Extract to read:
Baby powder and talcum powder are not the same thing, but they used to be. For decades, “baby powder” was essentially a brand name for talcum powder, and the two terms were interchangeable. Today, most baby powders sold in the U.S. and Canada are made from cornstarch instead of talc, which means the product on store shelves no longer matches the name many people grew up with.
What Talcum Powder Actually Is
Talc is a naturally occurring mineral made up mainly of magnesium, silicon, and oxygen. When ground into a fine powder, it feels silky, reduces friction, and absorbs moisture, which made it a go-to ingredient for keeping skin dry and comfortable. For most of the 20th century, Johnson’s Baby Powder and similar products listed talc as the primary ingredient. So when people said “baby powder,” they meant talcum powder, and vice versa.
That changed in 2020, when Johnson & Johnson announced it would permanently discontinue its talc-based baby powder in the U.S. and Canada. The company switched to a cornstarch-based version for those markets, though talc-based formulas continued to be sold in other countries where demand remained higher.
Why the Switch Away From Talc
The concern with talc centers on asbestos, a known carcinogen. Talc and asbestos form in similar geological conditions, and depending on where talc is mined, asbestos fibers can naturally occur alongside it. Research from the U.S. Geological Survey has found that talc deposits created through certain types of geological processes consistently contain amphibole minerals, which can include asbestos. Talc formed by a different process, involving hot silica-rich fluids deep underground, consistently lacks those minerals. The problem is that consumers have no way to know which geological source produced the talc in a given product.

Given records:

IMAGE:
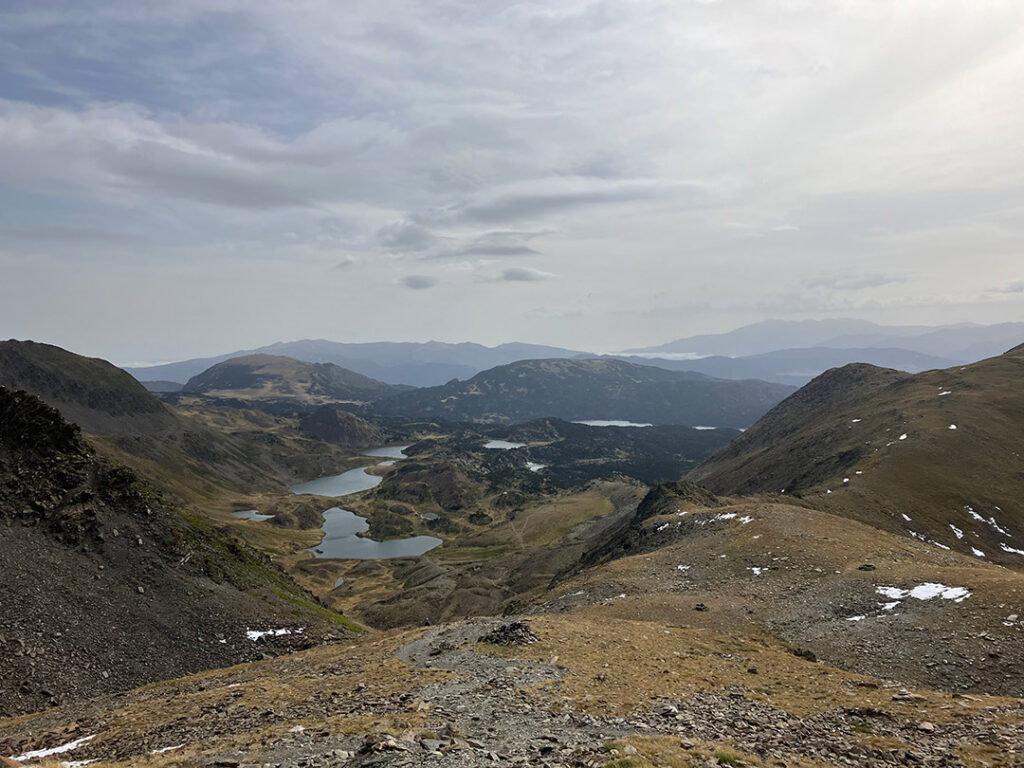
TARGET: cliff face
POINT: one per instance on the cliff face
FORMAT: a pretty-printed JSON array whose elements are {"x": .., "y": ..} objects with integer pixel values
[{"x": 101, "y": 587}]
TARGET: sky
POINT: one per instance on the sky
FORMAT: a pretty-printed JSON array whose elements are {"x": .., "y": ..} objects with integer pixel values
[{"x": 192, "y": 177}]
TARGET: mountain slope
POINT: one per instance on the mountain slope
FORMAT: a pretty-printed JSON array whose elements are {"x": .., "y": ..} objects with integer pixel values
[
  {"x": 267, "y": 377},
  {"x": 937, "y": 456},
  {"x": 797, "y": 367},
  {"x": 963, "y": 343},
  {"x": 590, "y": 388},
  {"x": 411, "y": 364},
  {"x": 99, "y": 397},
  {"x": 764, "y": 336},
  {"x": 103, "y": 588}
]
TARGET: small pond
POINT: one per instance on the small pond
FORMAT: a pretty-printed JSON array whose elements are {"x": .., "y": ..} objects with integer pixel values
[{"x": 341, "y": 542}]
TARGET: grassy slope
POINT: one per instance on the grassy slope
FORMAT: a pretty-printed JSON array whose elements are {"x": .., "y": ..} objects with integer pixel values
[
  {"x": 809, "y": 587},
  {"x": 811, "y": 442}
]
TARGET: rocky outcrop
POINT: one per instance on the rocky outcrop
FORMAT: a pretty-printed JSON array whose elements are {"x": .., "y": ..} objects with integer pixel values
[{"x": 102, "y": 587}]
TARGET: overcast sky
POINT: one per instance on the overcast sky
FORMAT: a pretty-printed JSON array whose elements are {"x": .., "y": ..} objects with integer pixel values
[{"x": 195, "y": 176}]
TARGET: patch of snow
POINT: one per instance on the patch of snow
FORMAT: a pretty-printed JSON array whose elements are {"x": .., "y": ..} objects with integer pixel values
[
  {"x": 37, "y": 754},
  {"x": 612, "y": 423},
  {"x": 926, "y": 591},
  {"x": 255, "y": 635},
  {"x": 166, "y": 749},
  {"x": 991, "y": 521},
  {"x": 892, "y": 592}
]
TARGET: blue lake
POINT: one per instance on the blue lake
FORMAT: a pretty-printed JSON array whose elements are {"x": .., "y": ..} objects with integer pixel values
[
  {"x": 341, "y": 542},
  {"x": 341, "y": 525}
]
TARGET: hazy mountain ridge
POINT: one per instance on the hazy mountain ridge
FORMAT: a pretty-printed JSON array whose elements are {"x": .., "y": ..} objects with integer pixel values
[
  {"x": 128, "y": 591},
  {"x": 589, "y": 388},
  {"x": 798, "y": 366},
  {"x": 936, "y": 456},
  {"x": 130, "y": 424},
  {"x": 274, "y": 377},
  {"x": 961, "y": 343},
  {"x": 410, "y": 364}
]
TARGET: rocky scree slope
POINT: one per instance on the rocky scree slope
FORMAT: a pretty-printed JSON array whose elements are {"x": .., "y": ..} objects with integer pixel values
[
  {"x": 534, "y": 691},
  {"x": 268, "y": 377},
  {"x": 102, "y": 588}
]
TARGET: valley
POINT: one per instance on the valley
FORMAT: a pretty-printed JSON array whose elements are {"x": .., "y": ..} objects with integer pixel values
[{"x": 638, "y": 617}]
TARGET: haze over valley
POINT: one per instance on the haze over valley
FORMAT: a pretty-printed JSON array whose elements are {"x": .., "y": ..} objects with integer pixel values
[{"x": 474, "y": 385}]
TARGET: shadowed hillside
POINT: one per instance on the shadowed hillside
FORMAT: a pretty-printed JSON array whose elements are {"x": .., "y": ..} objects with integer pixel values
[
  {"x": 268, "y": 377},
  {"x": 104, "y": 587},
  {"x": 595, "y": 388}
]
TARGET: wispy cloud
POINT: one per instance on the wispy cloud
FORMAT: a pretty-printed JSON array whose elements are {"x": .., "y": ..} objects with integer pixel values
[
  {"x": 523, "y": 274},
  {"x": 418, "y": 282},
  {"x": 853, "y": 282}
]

Activity list:
**a)** According to the article on baby powder and talc, in what year did Johnson & Johnson announce that it would permanently discontinue its talc-based baby powder in the U.S. and Canada?
**b)** Do these statements agree with the article on baby powder and talc? Answer yes or no for each, quoting the words of the article that decide it.
(i) Talc is made up mainly of magnesium, silicon, and oxygen.
(ii) Johnson & Johnson stopped selling talc-based baby powder in every country.
(iii) Talc formed by hot silica-rich fluids deep underground consistently contains amphibole minerals.
**c)** Can you quote the part of the article on baby powder and talc that opens with the words containing "Why the Switch" and closes with "a given product."?

Answers per task:
**a)** 2020

**b)**
(i) Yes: "Talc is a naturally occurring mineral made up mainly of magnesium, silicon, and oxygen."
(ii) No: "talc-based formulas continued to be sold in other countries where demand remained higher."
(iii) No: "Talc formed by a different process, involving hot silica-rich fluids deep underground, consistently lacks those minerals."

**c)**
Why the Switch Away From Talc
The concern with talc centers on asbestos, a known carcinogen. Talc and asbestos form in similar geological conditions, and depending on where talc is mined, asbestos fibers can naturally occur alongside it. Research from the U.S. Geological Survey has found that talc deposits created through certain types of geological processes consistently contain amphibole minerals, which can include asbestos. Talc formed by a different process, involving hot silica-rich fluids deep underground, consistently lacks those minerals. The problem is that consumers have no way to know which geological source produced the talc in a given product.